▶ [Written request]: In the material below, starting with the line that contains "Exercise. Locate the green foliage" and going on through the end of the material, switch "large rock" to "big stone" and reproduce only those lines with everything else unchanged.

^^^^^^^^

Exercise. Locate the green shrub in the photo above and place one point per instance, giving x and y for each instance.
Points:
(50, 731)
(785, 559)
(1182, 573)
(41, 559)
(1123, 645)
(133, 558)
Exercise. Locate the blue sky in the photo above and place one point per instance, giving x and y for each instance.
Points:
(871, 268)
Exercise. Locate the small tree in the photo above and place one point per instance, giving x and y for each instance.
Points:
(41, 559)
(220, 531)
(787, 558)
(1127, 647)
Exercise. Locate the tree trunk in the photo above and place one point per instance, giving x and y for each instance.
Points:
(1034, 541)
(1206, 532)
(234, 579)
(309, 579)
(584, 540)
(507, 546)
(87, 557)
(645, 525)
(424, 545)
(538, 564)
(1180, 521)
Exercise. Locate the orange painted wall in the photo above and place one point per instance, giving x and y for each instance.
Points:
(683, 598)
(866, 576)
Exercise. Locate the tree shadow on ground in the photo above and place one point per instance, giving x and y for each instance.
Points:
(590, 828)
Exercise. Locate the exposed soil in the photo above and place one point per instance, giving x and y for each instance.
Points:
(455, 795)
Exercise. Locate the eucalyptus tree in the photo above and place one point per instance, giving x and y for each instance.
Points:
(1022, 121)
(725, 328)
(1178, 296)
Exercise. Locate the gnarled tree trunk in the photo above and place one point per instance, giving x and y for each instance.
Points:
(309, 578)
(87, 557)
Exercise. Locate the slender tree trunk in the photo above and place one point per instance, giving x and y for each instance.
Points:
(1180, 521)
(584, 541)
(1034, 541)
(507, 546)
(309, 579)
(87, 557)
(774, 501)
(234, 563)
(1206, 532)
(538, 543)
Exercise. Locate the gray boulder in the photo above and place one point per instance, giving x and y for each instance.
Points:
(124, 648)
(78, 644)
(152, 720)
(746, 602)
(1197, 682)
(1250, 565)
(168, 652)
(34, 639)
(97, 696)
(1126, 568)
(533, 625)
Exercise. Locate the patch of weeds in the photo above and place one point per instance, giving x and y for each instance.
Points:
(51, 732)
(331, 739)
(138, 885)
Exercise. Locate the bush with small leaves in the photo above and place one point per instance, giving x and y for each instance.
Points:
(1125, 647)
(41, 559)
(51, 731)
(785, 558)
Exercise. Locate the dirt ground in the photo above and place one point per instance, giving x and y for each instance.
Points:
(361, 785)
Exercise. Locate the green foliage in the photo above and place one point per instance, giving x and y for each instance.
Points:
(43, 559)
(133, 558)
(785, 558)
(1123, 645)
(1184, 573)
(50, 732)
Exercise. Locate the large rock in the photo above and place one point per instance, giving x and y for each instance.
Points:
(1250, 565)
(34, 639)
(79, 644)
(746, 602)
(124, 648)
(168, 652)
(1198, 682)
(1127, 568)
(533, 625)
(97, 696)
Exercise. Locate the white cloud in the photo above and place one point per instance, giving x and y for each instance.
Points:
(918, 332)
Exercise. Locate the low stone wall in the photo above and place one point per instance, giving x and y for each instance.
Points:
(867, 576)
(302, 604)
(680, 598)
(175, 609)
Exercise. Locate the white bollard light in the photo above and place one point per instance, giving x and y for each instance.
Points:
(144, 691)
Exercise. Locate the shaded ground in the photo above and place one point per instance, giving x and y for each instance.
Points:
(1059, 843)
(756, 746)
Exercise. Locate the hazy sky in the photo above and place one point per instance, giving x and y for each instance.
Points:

^^^^^^^^

▶ [Written solution]:
Exercise. Locate the green foliage in the photo above and place one point per instance, giving x and y for each instance.
Points:
(43, 559)
(133, 558)
(785, 558)
(1123, 645)
(1184, 573)
(50, 732)
Exercise. Locate the big stone in the photo above and place one point per instance, giving x and y for each instance.
Points:
(1250, 565)
(34, 639)
(79, 644)
(746, 602)
(124, 648)
(168, 652)
(1198, 682)
(1127, 568)
(533, 625)
(97, 696)
Exercise. Locate the white cloud in the photo above and place one point per instance, giving x and y for each instance.
Points:
(918, 332)
Exercise. Locate the low stone wall in the photo above and place one point per instance, giving x and y for each instance.
Points:
(867, 576)
(302, 604)
(680, 598)
(175, 609)
Exercise. Locate the white bollard light in the photo above and place one point per instance, giving x and y for each instance.
Points:
(144, 691)
Exercise. Locate the shaded ground in the photo above and place one point per instance, giving x and y for each instance.
Points:
(1059, 843)
(756, 746)
Exercise. Locate the hazy sky in the photo above and place one point per instance, giving x and y for each instance.
Points:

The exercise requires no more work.